- [Passage to read]:
Until 2007, large parts of the world had enjoyed a long and sustained period of relatively strong economic growth and stability, the so-called “Great Moderation”. While there were signs of weaknesses and risks, most observers tended to underestimate these threats. The OECD was not alone in failing to connect or missing the warning signs. Other institutions involved in international surveillance, many finance ministries, credit rating agencies, national and supra-national financial regulators and financial institutions themselves had been lulled into a sense of complacency during the Great Moderation. Given the analytical models used to examine the financial sector, the extent of the crisis and the subsequent global recession were consistently underestimated, which contributed to significant policy failures. Five years since the crisis began many advanced economies remain fragile, with significant downside risks and high unemployment. In short, OECD countries were generally not prepared for the crisis and were poorly positioned to withstand it.

- [Supplied data]:
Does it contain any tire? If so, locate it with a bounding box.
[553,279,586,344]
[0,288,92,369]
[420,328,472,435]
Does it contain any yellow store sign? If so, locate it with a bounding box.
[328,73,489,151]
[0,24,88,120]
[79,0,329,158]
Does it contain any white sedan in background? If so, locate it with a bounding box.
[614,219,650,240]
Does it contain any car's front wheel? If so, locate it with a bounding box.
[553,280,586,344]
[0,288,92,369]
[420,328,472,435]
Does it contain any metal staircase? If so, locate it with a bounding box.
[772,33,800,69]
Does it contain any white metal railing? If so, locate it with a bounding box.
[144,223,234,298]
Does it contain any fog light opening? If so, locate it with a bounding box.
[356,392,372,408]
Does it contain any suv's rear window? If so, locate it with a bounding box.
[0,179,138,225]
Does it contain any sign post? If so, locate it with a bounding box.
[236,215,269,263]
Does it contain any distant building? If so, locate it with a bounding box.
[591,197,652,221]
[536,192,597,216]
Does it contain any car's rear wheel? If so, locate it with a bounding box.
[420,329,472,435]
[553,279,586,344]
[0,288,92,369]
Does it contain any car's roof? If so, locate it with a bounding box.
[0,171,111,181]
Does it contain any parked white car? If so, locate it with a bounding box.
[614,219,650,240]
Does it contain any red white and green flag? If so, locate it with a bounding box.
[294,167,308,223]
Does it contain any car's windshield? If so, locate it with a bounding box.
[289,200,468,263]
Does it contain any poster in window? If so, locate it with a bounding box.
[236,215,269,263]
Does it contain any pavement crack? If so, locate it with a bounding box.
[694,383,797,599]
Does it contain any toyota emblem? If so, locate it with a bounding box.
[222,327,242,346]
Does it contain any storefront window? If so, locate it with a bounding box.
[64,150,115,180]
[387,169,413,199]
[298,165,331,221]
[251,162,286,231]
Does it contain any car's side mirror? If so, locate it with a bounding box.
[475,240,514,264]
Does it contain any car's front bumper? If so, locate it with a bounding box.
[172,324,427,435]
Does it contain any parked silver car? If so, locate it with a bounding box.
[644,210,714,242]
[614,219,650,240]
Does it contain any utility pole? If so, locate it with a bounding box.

- [Set exercise A]:
The passage on the financial crisis names several kinds of bodies that had been lulled into complacency during the Great Moderation. List each of them.
- [Set exercise B]:
Copy the rows from the line holding "Does it contain any car's front wheel?" through the line holding "[251,162,286,231]", inclusive, leaving every line unchanged.

- [Correct output A]:
- Other institutions involved in international surveillance
- Many finance ministries
- Credit rating agencies
- National and supra-national financial regulators
- Financial institutions themselves

- [Correct output B]:
Does it contain any car's front wheel? If so, locate it with a bounding box.
[553,280,586,344]
[0,288,92,369]
[420,328,472,435]
Does it contain any metal staircase? If so, locate it with a bounding box.
[772,33,800,69]
Does it contain any white metal railing? If so, locate it with a bounding box.
[144,223,234,298]
Does it contain any fog light opening? If so, locate it with a bounding box.
[356,392,372,408]
Does it contain any suv's rear window? If so, locate it with a bounding box.
[0,179,138,225]
Does it contain any sign post? If so, locate it with a bounding box.
[236,215,269,263]
Does it contain any distant building? If so, locate it with a bounding box.
[591,197,652,221]
[536,192,597,216]
Does it contain any car's rear wheel? If so, locate it with a bounding box.
[420,329,472,435]
[553,279,586,344]
[0,288,92,369]
Does it contain any car's roof? If so, locate it with a bounding box.
[0,171,111,181]
Does it contain any parked white car? If so, locate it with a bounding box.
[614,219,650,240]
Does it contain any red white and green flag? If so, locate it with a bounding box.
[294,167,308,223]
Does it contain any car's windshield? If so, locate it with a bounding box.
[289,200,468,263]
Does it contain any poster in window? If so, locate it with a bounding box.
[236,215,269,263]
Does it contain any pavement crack? If so, locate it with a bounding box.
[694,383,797,599]
Does it contain any toyota emblem? If so, locate it with a bounding box.
[222,327,242,346]
Does it contain any storefront window? If so, locate it with a bounding box.
[64,150,115,180]
[387,169,413,199]
[298,165,331,221]
[251,162,286,231]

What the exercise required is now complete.